• _Instructions for the task_
A single number is the answer: the count of lines in the records that hold the word "backpack".

• _Stored records_
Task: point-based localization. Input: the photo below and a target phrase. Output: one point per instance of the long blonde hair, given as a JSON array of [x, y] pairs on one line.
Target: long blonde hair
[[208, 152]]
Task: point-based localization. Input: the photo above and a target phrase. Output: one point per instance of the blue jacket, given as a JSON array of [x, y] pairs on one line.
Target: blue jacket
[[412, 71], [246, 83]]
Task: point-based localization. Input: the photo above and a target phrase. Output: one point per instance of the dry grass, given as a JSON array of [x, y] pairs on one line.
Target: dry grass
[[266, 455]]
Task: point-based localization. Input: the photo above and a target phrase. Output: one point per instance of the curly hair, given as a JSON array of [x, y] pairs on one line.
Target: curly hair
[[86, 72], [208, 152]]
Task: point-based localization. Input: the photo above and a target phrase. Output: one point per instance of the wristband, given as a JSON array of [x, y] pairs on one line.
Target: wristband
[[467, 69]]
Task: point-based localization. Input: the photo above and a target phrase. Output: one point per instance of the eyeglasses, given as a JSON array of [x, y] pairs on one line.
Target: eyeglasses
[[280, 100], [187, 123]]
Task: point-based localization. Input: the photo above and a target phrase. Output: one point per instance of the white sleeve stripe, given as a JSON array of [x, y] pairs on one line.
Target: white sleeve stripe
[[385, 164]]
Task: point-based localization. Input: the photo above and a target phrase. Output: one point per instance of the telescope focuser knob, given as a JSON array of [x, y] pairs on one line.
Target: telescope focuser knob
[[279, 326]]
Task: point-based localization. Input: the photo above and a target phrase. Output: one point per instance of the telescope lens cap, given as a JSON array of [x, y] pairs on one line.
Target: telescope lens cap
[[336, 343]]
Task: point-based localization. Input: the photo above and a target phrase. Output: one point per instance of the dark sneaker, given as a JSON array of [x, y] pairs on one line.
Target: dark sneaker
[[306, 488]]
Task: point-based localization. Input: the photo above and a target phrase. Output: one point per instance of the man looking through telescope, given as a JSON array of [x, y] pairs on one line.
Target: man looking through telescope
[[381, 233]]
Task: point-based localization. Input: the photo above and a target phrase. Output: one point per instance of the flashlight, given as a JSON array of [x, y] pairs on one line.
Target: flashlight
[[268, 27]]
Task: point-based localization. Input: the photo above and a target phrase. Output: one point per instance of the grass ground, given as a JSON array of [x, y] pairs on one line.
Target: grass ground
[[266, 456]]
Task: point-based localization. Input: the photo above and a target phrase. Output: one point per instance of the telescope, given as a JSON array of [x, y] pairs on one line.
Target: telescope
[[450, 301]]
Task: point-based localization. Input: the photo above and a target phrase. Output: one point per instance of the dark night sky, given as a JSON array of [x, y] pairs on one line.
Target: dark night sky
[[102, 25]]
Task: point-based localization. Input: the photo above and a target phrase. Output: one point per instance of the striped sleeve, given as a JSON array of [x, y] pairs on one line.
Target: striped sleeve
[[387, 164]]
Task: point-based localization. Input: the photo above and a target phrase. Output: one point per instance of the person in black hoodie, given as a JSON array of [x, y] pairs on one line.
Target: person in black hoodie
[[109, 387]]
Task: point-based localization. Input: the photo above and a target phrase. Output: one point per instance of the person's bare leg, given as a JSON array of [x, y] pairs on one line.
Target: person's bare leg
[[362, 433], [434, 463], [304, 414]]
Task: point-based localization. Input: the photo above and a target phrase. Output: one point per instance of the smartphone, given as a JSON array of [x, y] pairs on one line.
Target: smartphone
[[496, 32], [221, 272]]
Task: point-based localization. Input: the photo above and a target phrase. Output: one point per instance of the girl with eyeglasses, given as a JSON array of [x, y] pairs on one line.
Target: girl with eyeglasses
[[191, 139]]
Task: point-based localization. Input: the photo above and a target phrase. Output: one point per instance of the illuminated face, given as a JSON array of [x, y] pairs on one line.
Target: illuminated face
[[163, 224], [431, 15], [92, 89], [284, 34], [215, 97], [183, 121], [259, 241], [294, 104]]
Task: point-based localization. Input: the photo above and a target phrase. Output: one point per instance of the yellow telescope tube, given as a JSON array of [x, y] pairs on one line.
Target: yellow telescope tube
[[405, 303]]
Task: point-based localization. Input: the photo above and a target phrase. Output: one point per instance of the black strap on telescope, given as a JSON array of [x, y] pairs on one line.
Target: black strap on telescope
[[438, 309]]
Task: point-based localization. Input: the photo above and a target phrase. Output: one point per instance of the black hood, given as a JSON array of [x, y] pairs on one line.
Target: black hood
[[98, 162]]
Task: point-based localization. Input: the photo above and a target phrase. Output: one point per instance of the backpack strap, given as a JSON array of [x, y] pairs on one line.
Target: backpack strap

• _Exercise output_
2